▶ EXTRACT:
- Established: 2016
- Host city: Tallinn, Estonia
- Arena: Tondiraba Ice Hall
- Purse: € 6,000
- 2026 champion: Kjærland / Brænden

= WCT Tallinn Mixed Doubles International =

World Curling Tour event

The WCT Tallinn Mixed Doubles International is an annual mixed doubles curling tournament on the ISS Mixed Doubles World Curling Tour. It is held annually in mid-September at the Tondiraba Ice Hall in Tallinn, Estonia.

The purse for the event is € 3,325 and its event categorization is 300 (the highest calibre is 1000).

The event has been held since 2016.

The 2021 event featured many of the teams that had qualified for the 2022 Winter Olympics.

▶ MATERIAL:
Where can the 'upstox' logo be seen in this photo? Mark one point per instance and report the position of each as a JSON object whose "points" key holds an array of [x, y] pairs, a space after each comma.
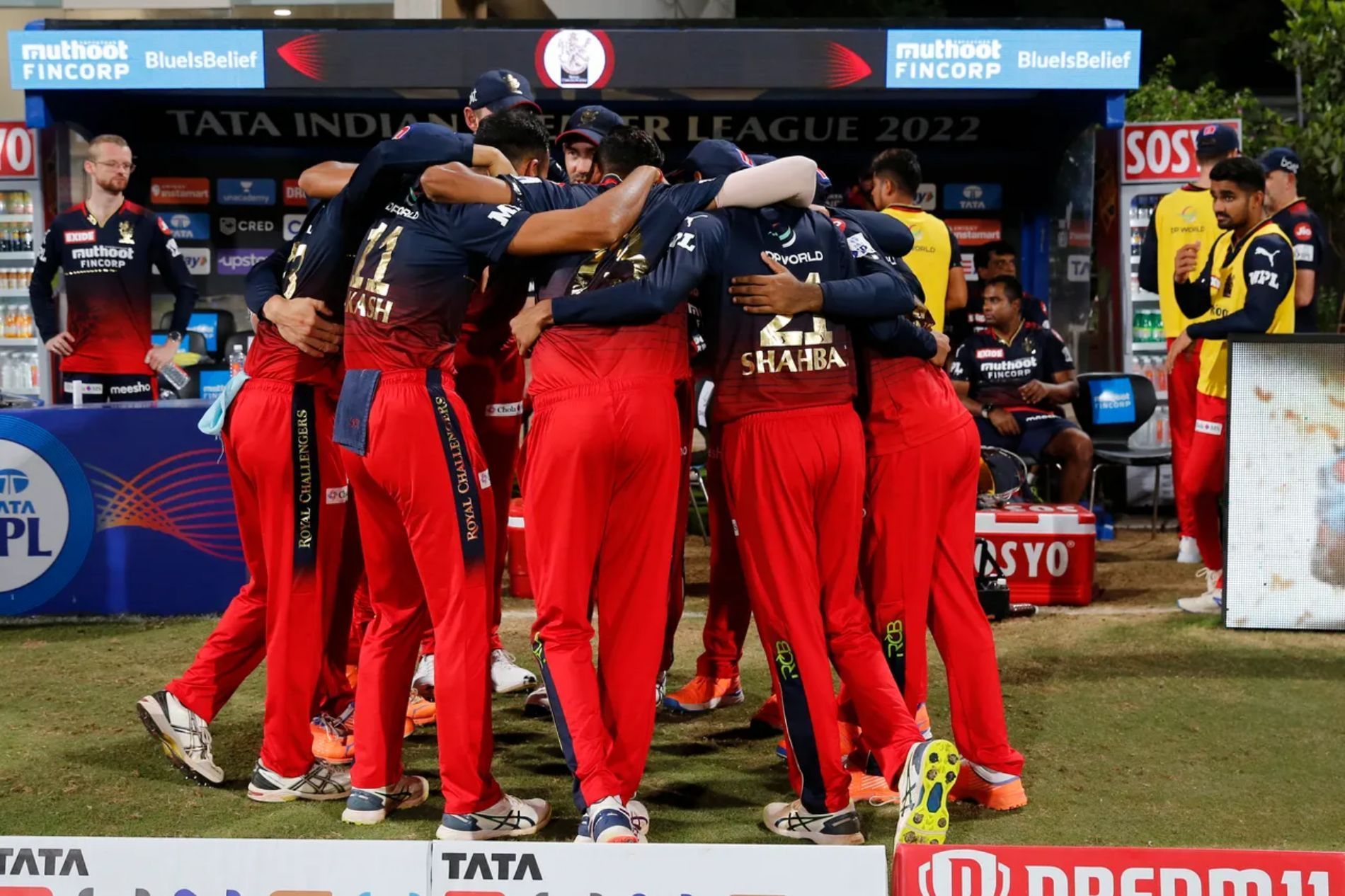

---

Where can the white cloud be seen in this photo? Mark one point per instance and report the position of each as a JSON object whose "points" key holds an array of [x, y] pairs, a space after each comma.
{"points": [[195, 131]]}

▶ EXERCISE DETAILS: Repeat the text about the Tallinn curling tournament word for word, from "The WCT Tallinn" up to and including "in Tallinn, Estonia.".

▶ OUTPUT FOR THIS TASK:
The WCT Tallinn Mixed Doubles International is an annual mixed doubles curling tournament on the ISS Mixed Doubles World Curling Tour. It is held annually in mid-September at the Tondiraba Ice Hall in Tallinn, Estonia.